Written tasks
a) Decide whether each statement below agrees with the passage on the Hebrew midwives and civil disobedience. Answer yes or no for each, and quote the words of the passage that settle it. (i) The midwives told Pharaoh that Hebrew women give birth before a midwife reaches them. (ii) The passage calls it a biblical idea that leaders are always right. (iii) The passage holds that whatever is illegal is immoral.
b) From the passage on the Hebrew midwives and civil disobedience, return the stretch from "It may be a" through "blesses the disobedient.".
c) Supply the next part of the passage on the Hebrew midwives and civil disobedience, picking up after its final sentence.

Given text
Maybe then, they wouldn’t have acted like a couple of “criminals” and broken the law.

They did more than break the law. They lied about it:

So the king of Egypt called the midwives and said to them, “Why have you done this, and let the male children live?” The midwives said to Pharaoh, “Because the Hebrew women are not like the Egyptian women, for they are vigorous and give birth before the midwife comes to them (Exodus 1:18–19).

Yet, God honored them for this act of resistance. They knew that the law was evil, and they feared God too much to obey it. As Dr. Martin Luther King, Jr. once said, “ One has a moral responsibility to disobey unjust laws.” God seems to agree with Dr. King. God rewarded those insubordinate, rebellious, deceitful, God-fearing women for their civil disobedience (Exodus 1:21–22).

God Blesses the Disobedient

Photo by Jonathan Bachman of Iesha L. Evans holding the line in protest against the police-involved death of Alton Sterling.

It may be a biblical idea that God may allow leaders to come to power, but it is not a biblical idea that leaders are always right. The scriptures are consistent that God opposes kings that do evil, even the ones that God likes (2 Samuel 12:1–13). Therefore, no one can justify themselves before God for participating in any kind of social evil on the basis that it was the law or that the king commanded it.

It is precisely because God is on the throne that we must resist evil kings. This story tells us that when the powerful demand we participate in crushing the oppressed, God blesses the disobedient.

In order to do what these women did, they couldn’t subscribe to the notion that to oppose the king is to automatically oppose God. They were willing to question whether or not the law was ethical, and whether or not the king deserved to be obeyed, depending on the answer to that question — because what is legal is not necessarily always ethical, and what is illegal is not necessarily always immoral.

Source material
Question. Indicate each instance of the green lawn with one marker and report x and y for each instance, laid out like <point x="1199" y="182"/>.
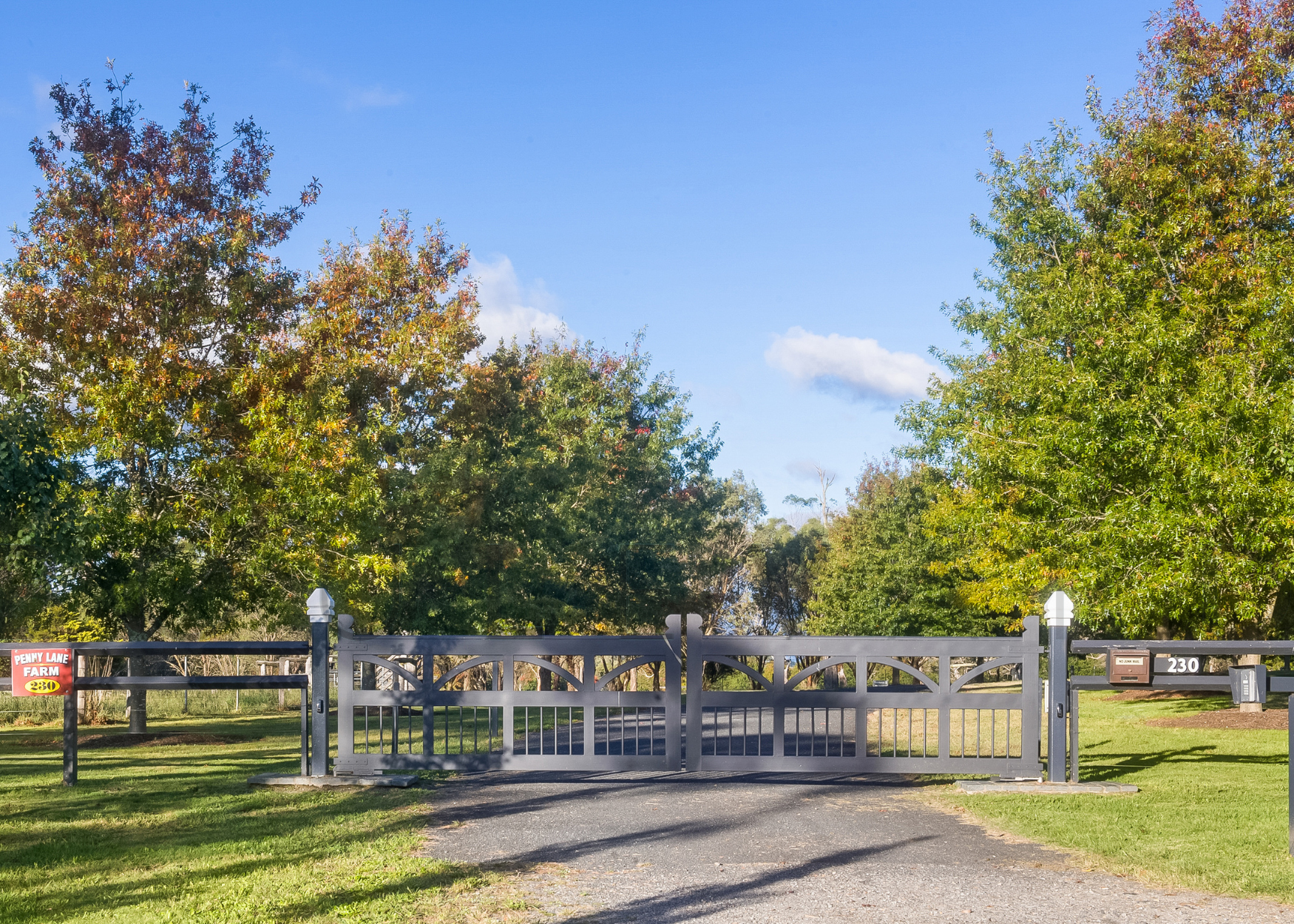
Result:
<point x="174" y="834"/>
<point x="1211" y="813"/>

Answers to the exercises
a)
(i) Yes: "for they are vigorous and give birth before the midwife comes to them"
(ii) No: "it is not a biblical idea that leaders are always right"
(iii) No: "what is illegal is not necessarily always immoral"

b)
It may be a biblical idea that God may allow leaders to come to power, but it is not a biblical idea that leaders are always right. The scriptures are consistent that God opposes kings that do evil, even the ones that God likes (2 Samuel 12:1–13). Therefore, no one can justify themselves before God for participating in any kind of social evil on the basis that it was the law or that the king commanded it.

It is precisely because God is on the throne that we must resist evil kings. This story tells us that when the powerful demand we participate in crushing the oppressed, God blesses the disobedient.

c)
They could not be committed to naivete about the structure of Egyptian society: They could not assume that an officer only stops a civilian for good reason, or that the prisons are only filled with people who deserve to be there, or that if someone died in a police encounter that they probably deserved it. They were committed enough to thinking critically about their society that they could determine that what Pharaoh was asking for unconscionable.

Fannie Lou Hamer: activist, Civil Rights Leader, and one of the key organizers during the Mississippi Freedom Summer project for voting rights.

Shiprah and Puah remind us that we cannot outsource our responsibility to discern between right and wrong to the government: such definitions are not the sole property (or prerogative!) of the state. Those that are invested in the status quo have proven that they can’t be trusted to name its challengers.

The champions of an oppressive system will always label dissenters as criminals and critics as traitors. We must never forget that a great cloud of witnesses before now were labeled in such terms: Harriet Tubman was a “criminal”, as was Rosa Parks, as was Fannie Lou Hamer, and so many other bold women and men that feared God too much to obey the laws when the laws were clearly unjust.

This text is telling us that sometimes the most righteous thing one can do is to protest, to refuse to comply, to disobey, to resist, and to protect the vulnerable by any means necessary.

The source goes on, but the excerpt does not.